- [Selected text]
• • •
Guess again. 2004 was the first year the distance clocked in at over 7000 yards for the pros. Instead, this true target golf course requires careful concentration and course management on every shot. This is not a course that can be overpowered with a driver as the penalty for any missed shot is bogey or worse. Dye’s philosophy in designing this course for pros playing in a marquis event was “they can’t recover from water.” Dye is right. With its penal nature, pros hate a water hazard just as much as weekend golfers. Accordingly, there is water present on every hole (although not always in play) and Dye’s intimidating water hazards, mounding and bunkering leaves little room for error.

Sawgrass is also a showcase of all the great design features Dye has embraced and shared with the golfing community. Severe mounding, bulk-headed water hazards, pot bunkers and staggered tee boxes (his wife Alice places the ladies tees now, usually well in front of the trouble) and stadium mounding for spectators, are all hallmarks of design features he returned with from the British Isles. These classic aesthetic features are woven onto a design which is rich in strategic, risk-reward options. Reachable par fives are guarded by menacing water hazards. Short par fours are strengthened by false front greens, penal bunkers and devilish collection areas. Shot requirements are varied, keeping the player off balance. One minute the course calls for a draw, then later a fade. One hole is short, the next long. And at all times Sawgrass demands a wide range of creative shotmaking and a wealth of patience. The course is not long so smart players who hit their targets all day will actually leave with a respectable score.
• • •
- [Excerpted records]
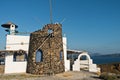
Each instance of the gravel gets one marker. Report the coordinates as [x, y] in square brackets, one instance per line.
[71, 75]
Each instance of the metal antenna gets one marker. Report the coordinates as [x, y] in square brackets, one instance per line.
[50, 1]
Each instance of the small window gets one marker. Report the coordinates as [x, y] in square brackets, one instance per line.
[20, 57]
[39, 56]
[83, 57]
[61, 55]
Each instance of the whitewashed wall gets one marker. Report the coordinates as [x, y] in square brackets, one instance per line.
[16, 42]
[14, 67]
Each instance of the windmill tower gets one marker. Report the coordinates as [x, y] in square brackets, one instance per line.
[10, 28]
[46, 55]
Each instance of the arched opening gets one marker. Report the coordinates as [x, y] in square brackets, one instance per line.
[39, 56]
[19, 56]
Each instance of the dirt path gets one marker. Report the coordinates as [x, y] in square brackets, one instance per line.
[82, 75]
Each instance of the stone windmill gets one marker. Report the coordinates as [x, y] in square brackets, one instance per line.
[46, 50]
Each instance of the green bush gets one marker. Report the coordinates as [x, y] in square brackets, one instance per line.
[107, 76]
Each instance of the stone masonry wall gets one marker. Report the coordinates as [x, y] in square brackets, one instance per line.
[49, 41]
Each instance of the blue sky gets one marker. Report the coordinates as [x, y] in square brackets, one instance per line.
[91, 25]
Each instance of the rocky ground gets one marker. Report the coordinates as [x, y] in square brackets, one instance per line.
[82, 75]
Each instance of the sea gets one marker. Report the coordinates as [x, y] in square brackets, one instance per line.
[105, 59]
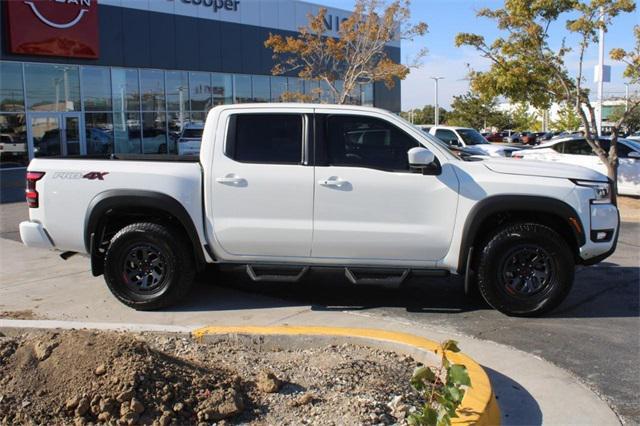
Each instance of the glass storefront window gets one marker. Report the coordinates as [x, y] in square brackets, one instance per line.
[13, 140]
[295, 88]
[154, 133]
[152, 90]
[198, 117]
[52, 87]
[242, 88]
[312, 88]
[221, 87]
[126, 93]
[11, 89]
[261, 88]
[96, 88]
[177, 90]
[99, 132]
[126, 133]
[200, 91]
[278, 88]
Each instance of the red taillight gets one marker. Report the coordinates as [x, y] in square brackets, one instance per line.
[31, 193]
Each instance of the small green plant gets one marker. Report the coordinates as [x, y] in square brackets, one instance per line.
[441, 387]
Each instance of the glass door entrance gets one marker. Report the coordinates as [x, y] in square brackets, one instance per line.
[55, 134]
• • •
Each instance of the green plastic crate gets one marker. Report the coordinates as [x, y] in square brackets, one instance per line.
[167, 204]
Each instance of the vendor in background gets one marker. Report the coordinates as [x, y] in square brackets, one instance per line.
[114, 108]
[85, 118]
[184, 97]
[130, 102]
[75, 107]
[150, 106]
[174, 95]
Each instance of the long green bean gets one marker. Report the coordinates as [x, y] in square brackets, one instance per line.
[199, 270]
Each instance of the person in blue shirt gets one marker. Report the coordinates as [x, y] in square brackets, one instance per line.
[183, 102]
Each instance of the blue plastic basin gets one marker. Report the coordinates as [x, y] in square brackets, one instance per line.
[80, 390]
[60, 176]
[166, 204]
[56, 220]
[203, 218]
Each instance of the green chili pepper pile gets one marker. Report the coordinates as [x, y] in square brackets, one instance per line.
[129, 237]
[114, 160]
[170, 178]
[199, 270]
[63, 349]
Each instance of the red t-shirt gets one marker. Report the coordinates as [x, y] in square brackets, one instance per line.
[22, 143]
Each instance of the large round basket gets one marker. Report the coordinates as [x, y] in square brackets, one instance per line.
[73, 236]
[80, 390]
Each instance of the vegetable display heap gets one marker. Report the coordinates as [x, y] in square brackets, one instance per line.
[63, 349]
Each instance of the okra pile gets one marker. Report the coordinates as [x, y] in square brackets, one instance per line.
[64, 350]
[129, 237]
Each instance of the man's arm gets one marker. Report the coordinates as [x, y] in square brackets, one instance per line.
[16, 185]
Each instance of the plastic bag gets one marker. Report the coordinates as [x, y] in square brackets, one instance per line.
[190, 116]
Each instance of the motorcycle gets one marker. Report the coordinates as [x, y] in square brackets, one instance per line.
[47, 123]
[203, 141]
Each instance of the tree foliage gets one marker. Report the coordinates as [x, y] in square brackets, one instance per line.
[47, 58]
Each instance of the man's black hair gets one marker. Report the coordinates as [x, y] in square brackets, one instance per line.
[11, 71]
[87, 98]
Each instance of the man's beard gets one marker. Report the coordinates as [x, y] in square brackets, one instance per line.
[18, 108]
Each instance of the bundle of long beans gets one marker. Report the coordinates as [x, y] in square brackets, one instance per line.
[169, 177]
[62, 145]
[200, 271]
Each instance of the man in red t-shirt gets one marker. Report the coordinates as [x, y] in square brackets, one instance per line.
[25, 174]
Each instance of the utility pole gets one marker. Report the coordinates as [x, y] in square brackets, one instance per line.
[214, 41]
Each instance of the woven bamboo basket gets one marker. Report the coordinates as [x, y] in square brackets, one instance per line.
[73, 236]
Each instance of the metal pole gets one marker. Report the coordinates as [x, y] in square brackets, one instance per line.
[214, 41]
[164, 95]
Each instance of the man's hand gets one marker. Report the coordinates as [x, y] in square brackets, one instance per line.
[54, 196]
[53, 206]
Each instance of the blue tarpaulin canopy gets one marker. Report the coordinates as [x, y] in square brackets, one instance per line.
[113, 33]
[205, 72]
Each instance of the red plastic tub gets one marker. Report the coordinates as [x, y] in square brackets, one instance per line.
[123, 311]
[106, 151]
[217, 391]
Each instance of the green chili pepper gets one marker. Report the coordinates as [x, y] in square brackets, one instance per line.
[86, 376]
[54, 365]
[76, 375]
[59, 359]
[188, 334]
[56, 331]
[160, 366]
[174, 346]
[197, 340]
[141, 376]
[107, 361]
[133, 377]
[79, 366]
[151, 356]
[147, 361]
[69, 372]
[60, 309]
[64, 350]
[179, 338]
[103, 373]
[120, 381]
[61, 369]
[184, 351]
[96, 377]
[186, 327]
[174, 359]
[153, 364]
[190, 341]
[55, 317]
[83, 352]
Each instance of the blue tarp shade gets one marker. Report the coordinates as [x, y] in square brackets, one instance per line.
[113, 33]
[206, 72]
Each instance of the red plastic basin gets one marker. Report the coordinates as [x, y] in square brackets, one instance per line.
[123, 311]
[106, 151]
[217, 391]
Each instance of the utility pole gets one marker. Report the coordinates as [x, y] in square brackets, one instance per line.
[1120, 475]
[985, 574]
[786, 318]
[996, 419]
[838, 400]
• • •
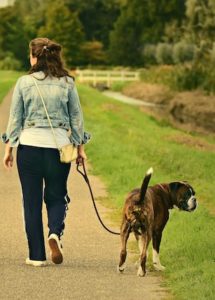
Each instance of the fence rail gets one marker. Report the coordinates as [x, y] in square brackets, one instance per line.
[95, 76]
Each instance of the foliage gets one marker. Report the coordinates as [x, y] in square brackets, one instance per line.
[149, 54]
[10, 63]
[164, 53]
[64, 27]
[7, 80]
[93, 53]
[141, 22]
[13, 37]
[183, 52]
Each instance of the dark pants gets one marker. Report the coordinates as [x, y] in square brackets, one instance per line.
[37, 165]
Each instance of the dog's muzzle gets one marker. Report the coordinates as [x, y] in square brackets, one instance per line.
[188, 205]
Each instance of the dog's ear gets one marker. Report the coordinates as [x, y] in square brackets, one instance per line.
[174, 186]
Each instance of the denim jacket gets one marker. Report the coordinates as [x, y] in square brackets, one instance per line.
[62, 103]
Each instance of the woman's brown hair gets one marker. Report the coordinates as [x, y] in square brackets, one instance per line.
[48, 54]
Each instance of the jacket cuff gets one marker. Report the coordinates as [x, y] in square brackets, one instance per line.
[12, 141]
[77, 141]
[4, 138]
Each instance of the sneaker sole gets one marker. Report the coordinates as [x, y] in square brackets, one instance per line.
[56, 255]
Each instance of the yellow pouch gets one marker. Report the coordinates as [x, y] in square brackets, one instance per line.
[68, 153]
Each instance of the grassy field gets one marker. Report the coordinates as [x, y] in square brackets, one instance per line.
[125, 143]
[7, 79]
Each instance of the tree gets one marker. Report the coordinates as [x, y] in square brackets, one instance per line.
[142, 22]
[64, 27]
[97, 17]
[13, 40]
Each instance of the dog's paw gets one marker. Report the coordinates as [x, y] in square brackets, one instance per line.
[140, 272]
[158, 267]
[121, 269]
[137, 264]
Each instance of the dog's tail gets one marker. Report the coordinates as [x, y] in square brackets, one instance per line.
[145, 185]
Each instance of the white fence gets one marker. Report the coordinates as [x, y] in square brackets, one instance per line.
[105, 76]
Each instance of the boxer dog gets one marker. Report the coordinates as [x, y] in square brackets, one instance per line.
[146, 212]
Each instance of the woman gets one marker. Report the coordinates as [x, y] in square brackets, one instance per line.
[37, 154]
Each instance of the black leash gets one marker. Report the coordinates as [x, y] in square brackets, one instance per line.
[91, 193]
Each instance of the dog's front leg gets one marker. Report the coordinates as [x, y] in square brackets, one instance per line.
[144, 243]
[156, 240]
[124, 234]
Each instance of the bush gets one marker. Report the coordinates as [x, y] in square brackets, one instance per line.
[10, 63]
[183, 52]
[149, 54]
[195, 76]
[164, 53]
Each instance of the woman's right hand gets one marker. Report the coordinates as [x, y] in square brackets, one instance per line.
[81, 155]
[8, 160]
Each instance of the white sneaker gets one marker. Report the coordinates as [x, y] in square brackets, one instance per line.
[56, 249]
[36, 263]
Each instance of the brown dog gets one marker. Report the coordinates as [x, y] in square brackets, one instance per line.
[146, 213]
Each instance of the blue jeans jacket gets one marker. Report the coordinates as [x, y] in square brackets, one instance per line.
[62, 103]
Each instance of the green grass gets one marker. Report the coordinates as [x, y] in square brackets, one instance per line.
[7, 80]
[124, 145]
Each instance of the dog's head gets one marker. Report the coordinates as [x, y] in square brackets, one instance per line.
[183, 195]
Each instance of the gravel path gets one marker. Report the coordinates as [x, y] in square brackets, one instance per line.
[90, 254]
• • •
- [Exercise requirements]
1. Pick out every row that contains the word "pile".
2. Write the next part of the passage about the Sawgrass golf course, picking up after its final sentence.
The golf course text and the rows have nothing to do with each other.

- [Task answers]
1.
Each instance of the green chili pepper pile gets one marker. Report the coordinates as [x, y] in square brackets, one instance per line.
Each instance of the okra pile gets one marker. Report the coordinates as [x, y] in square brackets, one instance per line.

2.
Players must get their scoring done early as the first three holes on each nine offer the best chances for birdie. Interestingly, the first hole and tenth hole are identical except for the fact that they are reverse images of each other. As professional tournaments frequently will send players off the first and tenth tee for the first two rounds, Deane Beman instructed Dye to make the starting holes very similar so that the pros would be faced with similar challenges no matter which hole they began the tournament on. They even have the same hazards at almost exactly the same distances. They are both short par 4s, the first hole with water and sand to carry off the tee, bends gently to the right. The 10th hole with water and sand off the tee, bends gently to the left. Both two and eleven are short reachable par 5s and offer great birdie chances for the professionals and long hitters. Amateurs must still stay straight as trouble lurks right in the form of water, sand and trees.

The course begins in earnest at 4, a classic Dye risk reward par four with a severely canted green. While barely over 300 yards, danger lurks everywhere as the second shot must be played over water to a green which slopes off on all sides. Placement is paramount here as the tee shot must be played to the correct side of the fairway to offer the optimum approach to the green. Even pros, who should escape unscathed, have considerable trouble since the approach drops off into the water so sharply. Bunkers in back of the green will catch approaches that are too bold and both puts and chips from the high side risk running back into the creek.

Five, six and seven are each par fours. They were designed long, short long, to keep the pros off balance and provide variety in the design. The eighth hole, the longest of the par 3s, clocks in at over 200 yards and is completely surrounded by bunkers. It perennially plays one of the toughest holes on the course. The par 5 ninth is a genuine three shot par 5 that jumps over a creek and then swings hard left to a green nestled below a dell of mounds and trees. The very small green is designed to accept a wedge shot, but many players miss and walk off mumbling about missing a birdie opportunity.

Like the front, get your scoring done early on the back. 10, 11 and 12 are a relatively short par 4, 5 and 4 respectively. Eleven is reachable in two by many, but water and sand protect par admirably. On twelve, Dye baits you to hit driver to avoid having a semi-blind shot in to the green. Again accuracy is more important. While shorter safer shots will have to be played semi-blind, errant shots from a driver will end up with fully blind approaches.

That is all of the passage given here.